>> BEGIN READING PASSAGE

Jerry: That’s exactly right. And I pick and choose the spores, which breaks the metaphor a little bit because mostly that’s an accidental process, and mine is extremely intentional. But the metaphor is lovely otherwise.

Jorge: Right, but even something like the fact that there’s now an entry in your Brain for this podcast… you didn’t plan on me reaching out to ask you to be on the show, right? So it is a little accidental. It allows for some accidental, you know…

Jerry: Exactly. And by the way, the spores… you’re partly playing off the big fungus idea because mushrooms are the fruiting bodies of mycelia and spores are the way that mushrooms travel to go live somewhere else. Where hyphae are the leading edge of the mycelial network’s underground. So hyphae are the little tendrils that connect to roots and minerals and rocks and whatever else, and do their work. So spores and hyphae are kind of like the leading edge of this big fungus. And so, they’re metaphorically very rich.

Jorge: What I’m excited about here… well, I’m excited about a lot of things about what you’re doing, but one of the things I’m most excited about is the fact that you have been doing this, I think you said, for twenty five years. One of the things that I’ve seen a lot of as I’ve been involved in the tools for thought space is that people discover a tool, they get really excited about it, they put a lot of effort into doing all the things. And I get the sense that a lot of people have unrealistic expectations about when the system is going to start yielding fruit. And my assertion has been all along that for these systems to really start becoming useful tools, they have to become something that you do regularly for a long time. And it’s almost like a way of life more than just a tool.

Jerry: Absolutely.

Jorge: And just let you react to that, because I’m speaking with someone who has been doing it for, you know, a significant part of their lifetime, right?

Finding the right tool

Jerry: Yeah, and I said earlier that people like different kinds of tools and I don’t know what the canonical reduced set of tools is. I don’t know if there’s six or ten-. I don’t really know. And that space — that path of inquiry — is very interesting. But I’m not on that path of inquiry. I’m not trying to catalog them and reduce them. Rather, I have this idea that people just need to figure out how to find their way to the tool that just resonates for them. And some feature will make it work for them. And then they’ll be off and running with a process or a set of rhythms and routines that work for them.

That’s why I think notetaking is the simplest starting point for these kinds of conversations. I ask people, “what do you take notes in?” and a whole bunch of people have no systematic way. A few people use Apple Notes on the Apple operating system and when they tell me that I grimace and I’m like, “so how’s that working out for you?” And it’s like, there’s just no power tools around that, you know? You get little post-its everywhere and you’re lost very quickly, right? And other people were fans of Evernote or DEVONthink, or there’s all these older tools, Tinderbox from Mark Bernstein.

And so, people have to find their way to the tool that works for them. And there’s a whole variety of tools out there. But then the question is how do you create a practice that really works for you? And I’m afraid not a lot of us have something like that. And I feel really fortunate because the moment I had the briefing with TheBrain’s founder Harlan Hugh and his then CEO Don Block, I was a tech industry trends analyst. That was my day job. And I needed to track who competes with whom, who invests in whom, what company has what products, what PR company represents which company, all of that kind of stuff. And guess what tool was absolutely perfect for that? It was TheBrain. And I can give you a tour through my Brain around the venture community and the startup community in a way that will make your head spin.

>> END READING PASSAGE
>> BEGIN RAW DATA

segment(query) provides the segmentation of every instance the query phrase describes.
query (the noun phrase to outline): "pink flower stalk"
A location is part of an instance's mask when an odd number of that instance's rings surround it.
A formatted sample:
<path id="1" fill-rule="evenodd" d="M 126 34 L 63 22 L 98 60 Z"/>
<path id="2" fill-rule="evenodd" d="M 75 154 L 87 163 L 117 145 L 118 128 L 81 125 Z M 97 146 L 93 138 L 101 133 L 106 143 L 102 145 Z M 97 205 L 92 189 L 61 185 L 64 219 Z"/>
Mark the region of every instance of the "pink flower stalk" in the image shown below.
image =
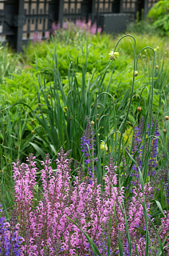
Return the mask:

>> END RAW DATA

§ TASK SET
1. According to the interview, what was Jerry's day job at the time of his briefing with TheBrain's founder?
2. Render this sentence from the interview in Spanish: "That’s why I think notetaking is the simplest starting point for these kinds of conversations."
3. Carry on the interview from the point where it stops.
Nothing here draws on the lines.

§ THE RESPONSES
1. He was a tech industry trends analyst.

2. Por eso creo que tomar notas es el punto de partida más sencillo para este tipo de conversaciones.

3.
And that, I can’t emulate in any database I’ve ever tried, and I tried a bunch of other thinking tools and databases and whatever. Can’t do it in another tool. I don’t know; it just doesn’t represent as cleanly. So, then what happens is, I’ve internalized how to use TheBrain so that I’m really pretty quick with it. The way anybody using any amplification of human capacity, who gets good at it… Like the 10,000 hours to mastery thing. You just internalize it. So I’m no longer thinking about the tool when I’m busy note taking and weaving and curating. It just passes through me and becomes a thing. And when I put something new in my Brain and I know that it’s kind of in the right place, and I just added a little wisdom to a little shiny nugget corner of my Brain, I have a little hit of oxytocin or dopamine in my head. That’s like, “ahhhh!” And that’s the addictive formula right there. So off and running.

Jorge: Well, it sounds like there are two benefits to this. One is this notion that you’ve somehow internalized the mechanics of the tool so that you can be really quick and it becomes second nature. And the other you alluded to earlier, which is you said something like, “well, I’m never at a loss for what to share on Twitter or whatever,” right? Which is the Niklas Luhmann thing: you built up this incredible data store and all of a sudden you have this thing that that you can consult for unstructured paths through the collective content that you have aggregated over a long period of time. The long period of time is the important bit there, because it’s not going to happen by the virtue of using the tool per se. It’s using the tool consistently over a long span, right?

Jerry: Absolutely. And the first thought that I have when you say that is: but don’t worry, this thing is useful when you’ve put a hundred things in it. Like, one of my worries when I show people my Brain, which I’ve been working on for 25 years, seeing one file, is that everybody’s like, “well, I’m never doing that, so I would never try it. I’m not that obsessive,” whatever. And I’m like, “find your favorite tool. If it’s a good tool, it’ll be useful right away, but it gets better and better over time.” And that’s the other thing, which is: so few people have an experience of curating, nurturing, improving something for a long period of time, that the cumulative accrual that the time effects of working on something are hard to sell.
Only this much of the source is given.